Directions:
Reproduce the data exactly and drop any pictures it holds.
[start]
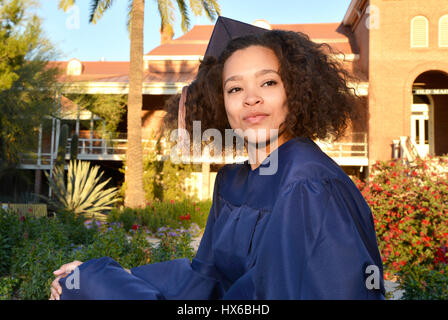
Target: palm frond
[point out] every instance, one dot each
(184, 15)
(196, 7)
(166, 11)
(66, 4)
(97, 9)
(211, 8)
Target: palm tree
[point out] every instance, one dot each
(135, 195)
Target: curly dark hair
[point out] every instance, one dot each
(320, 102)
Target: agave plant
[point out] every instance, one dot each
(82, 194)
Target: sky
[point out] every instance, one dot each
(74, 37)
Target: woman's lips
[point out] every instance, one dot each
(255, 118)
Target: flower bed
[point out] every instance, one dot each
(32, 248)
(410, 210)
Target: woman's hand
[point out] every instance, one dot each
(62, 272)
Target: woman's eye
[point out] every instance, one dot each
(270, 83)
(234, 90)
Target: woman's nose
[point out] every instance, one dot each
(252, 98)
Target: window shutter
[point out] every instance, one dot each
(443, 31)
(419, 32)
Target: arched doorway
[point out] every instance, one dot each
(429, 113)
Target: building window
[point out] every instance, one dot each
(443, 31)
(419, 32)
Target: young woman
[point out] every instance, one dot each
(301, 231)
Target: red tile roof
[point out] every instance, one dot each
(193, 43)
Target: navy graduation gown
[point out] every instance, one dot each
(304, 232)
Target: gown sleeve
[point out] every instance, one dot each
(105, 279)
(317, 245)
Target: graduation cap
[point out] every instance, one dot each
(225, 30)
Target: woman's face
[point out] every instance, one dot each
(254, 95)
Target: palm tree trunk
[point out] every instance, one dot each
(134, 195)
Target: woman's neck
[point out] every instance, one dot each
(257, 156)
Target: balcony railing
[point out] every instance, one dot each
(352, 151)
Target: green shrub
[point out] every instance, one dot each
(7, 287)
(32, 248)
(423, 283)
(157, 214)
(410, 210)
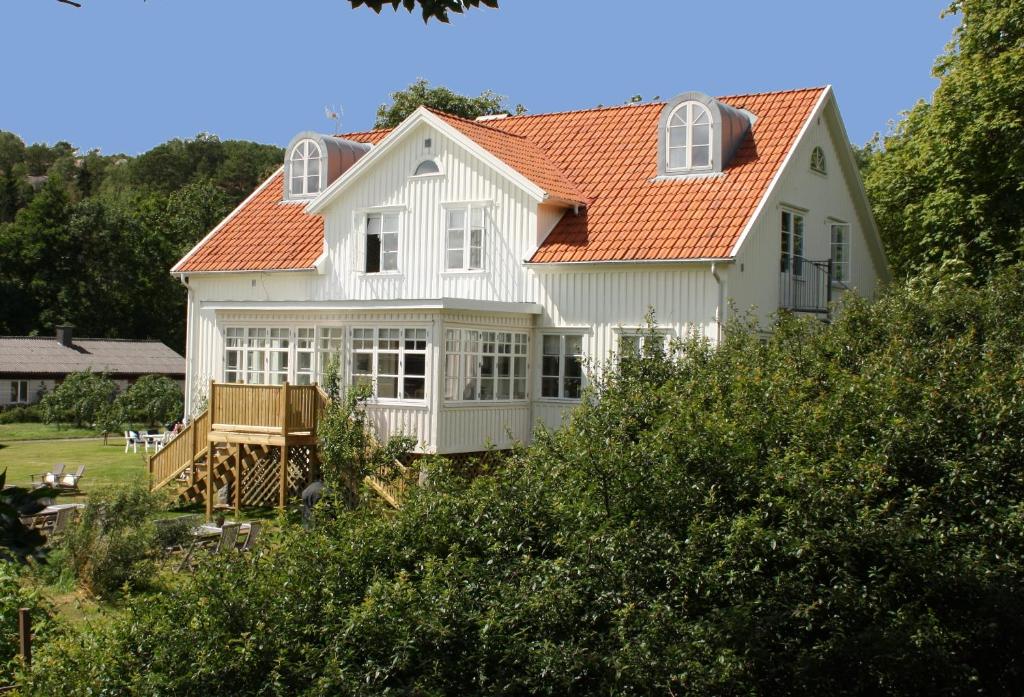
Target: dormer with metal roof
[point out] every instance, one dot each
(698, 134)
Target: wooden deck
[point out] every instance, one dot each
(258, 440)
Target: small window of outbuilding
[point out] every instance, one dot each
(818, 160)
(427, 167)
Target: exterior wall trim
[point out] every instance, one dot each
(458, 304)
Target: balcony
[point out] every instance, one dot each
(806, 286)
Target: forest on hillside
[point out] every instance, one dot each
(88, 238)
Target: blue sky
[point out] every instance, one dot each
(126, 75)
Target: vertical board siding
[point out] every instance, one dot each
(467, 429)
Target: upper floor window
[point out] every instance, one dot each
(382, 243)
(18, 391)
(464, 238)
(818, 160)
(561, 365)
(841, 252)
(689, 137)
(427, 167)
(793, 244)
(306, 168)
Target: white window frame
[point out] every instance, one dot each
(287, 341)
(562, 336)
(299, 168)
(818, 153)
(383, 215)
(466, 248)
(693, 111)
(841, 268)
(404, 335)
(466, 352)
(791, 244)
(18, 392)
(436, 173)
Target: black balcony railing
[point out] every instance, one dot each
(805, 286)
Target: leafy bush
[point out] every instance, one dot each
(32, 414)
(13, 596)
(836, 511)
(79, 399)
(152, 399)
(115, 542)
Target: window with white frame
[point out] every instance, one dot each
(382, 243)
(331, 342)
(689, 137)
(18, 391)
(840, 252)
(464, 238)
(792, 261)
(481, 364)
(818, 160)
(561, 365)
(391, 360)
(426, 167)
(306, 168)
(259, 355)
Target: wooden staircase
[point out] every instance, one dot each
(260, 441)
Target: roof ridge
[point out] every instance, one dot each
(478, 124)
(78, 339)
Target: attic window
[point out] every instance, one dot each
(689, 137)
(427, 167)
(818, 160)
(306, 168)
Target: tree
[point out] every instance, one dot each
(153, 399)
(79, 399)
(430, 9)
(420, 93)
(946, 185)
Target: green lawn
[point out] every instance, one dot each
(10, 432)
(103, 464)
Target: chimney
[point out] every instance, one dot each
(64, 334)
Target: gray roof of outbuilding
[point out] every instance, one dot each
(45, 355)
[end]
Response to this exercise:
Target: palm frond
[point out] every instance, one dot each
(184, 15)
(196, 7)
(166, 11)
(66, 4)
(97, 9)
(211, 8)
Target: palm tree
[point out] every instance, one dot each
(135, 195)
Target: curly dark hair
[point out] every instance, one dot each
(320, 102)
Target: agave plant
[point out] every instance, one dot each
(82, 194)
Target: sky
[point out] every instance, one dot each
(74, 37)
Target: woman's lips
[point out] every instance, one dot each
(255, 118)
Target: flower bed
[point out] every instance, one dot each
(32, 248)
(410, 210)
Target: woman's hand
[point out] every instance, one dot each
(62, 272)
Target: woman's eye
[point out] every instance, one dot each
(270, 83)
(234, 90)
Target: woman's nose
[point out] every instance, one dot each
(252, 98)
Target: window shutter
[point out] every instance, one dot each
(443, 31)
(419, 32)
Target: arched doorway
[point out] every instance, one dot each
(429, 113)
Target: building window
[point out] every instance, one dot each
(443, 31)
(419, 32)
Target: young woman
[point out] every instance, one dot each
(301, 231)
Target: red tile roof
[point out] every instance, one dot each
(193, 43)
Target: navy graduation gown
[point out] every instance, one dot each
(304, 232)
Target: gown sleeve
[point out] every instance, one dot each
(105, 279)
(317, 245)
Target: graduation cap
[point out] every instance, one dot each
(225, 30)
Target: woman's face
[point out] every instance, one dot each
(254, 95)
Target: palm tree trunk
[point out] every instance, one dot each
(134, 195)
Target: woman's neck
[point out] every instance, one dot each
(257, 156)
Target: balcony railing
[point out] every instance, one dot each
(352, 151)
Target: green shrub
[point out] every instance, one dot each
(7, 287)
(32, 248)
(423, 283)
(157, 214)
(410, 210)
Target: dormer with metal roof
[point out] every instance, one dot each
(698, 134)
Target: wooden deck
[point out] every instance, one dot each
(258, 440)
Target: small window of outbuilding
[point out] every instance, one dot each
(818, 160)
(427, 167)
Target: exterior wall trim
[point out] every instance, one dot each
(458, 304)
Target: balcony
[point out] every instance, one dot each
(806, 286)
Target: forest on hillside
[point out] every instance, one dot each
(88, 238)
Target: blue sky
[point out] every instance, one dot each
(126, 75)
Target: vertical board siding
[point out] every instance, one dot each
(467, 429)
Target: upper floor window
[point out] every instance, one dot each
(382, 243)
(18, 391)
(464, 238)
(818, 160)
(561, 365)
(841, 252)
(689, 137)
(427, 167)
(793, 244)
(306, 168)
Target: white window frame
[point out] every instance, one dot each
(287, 341)
(562, 336)
(299, 168)
(818, 153)
(383, 215)
(466, 248)
(693, 111)
(841, 268)
(404, 335)
(466, 352)
(791, 244)
(18, 392)
(436, 173)
Target: black balcony railing
[point out] every instance, one dot each
(805, 286)
Target: leafy bush
[point out] every instance, one dot each
(32, 414)
(13, 596)
(836, 511)
(79, 399)
(152, 399)
(115, 542)
Target: window with white frame
[point out] every instance, one dot each
(382, 243)
(331, 342)
(689, 137)
(18, 391)
(840, 252)
(464, 238)
(792, 261)
(481, 364)
(818, 160)
(561, 365)
(391, 360)
(426, 167)
(306, 168)
(259, 355)
Target: wooden staircase
[point out] every instance, one dot each
(260, 441)
Target: roof ridge
[point out] every instance, one dot each
(478, 124)
(78, 339)
Target: attic window
[point out] every instance, one dot each
(689, 137)
(427, 167)
(818, 160)
(306, 168)
Target: tree
[point out] every instance, one dot each
(153, 399)
(79, 399)
(430, 9)
(420, 93)
(946, 185)
Target: green lawn
[point out] every instance, one dot each
(10, 432)
(103, 464)
Target: chimney
[point out] every instance, one dot each
(64, 334)
Target: gray roof of outbuilding
[point out] every instance, one dot each
(45, 355)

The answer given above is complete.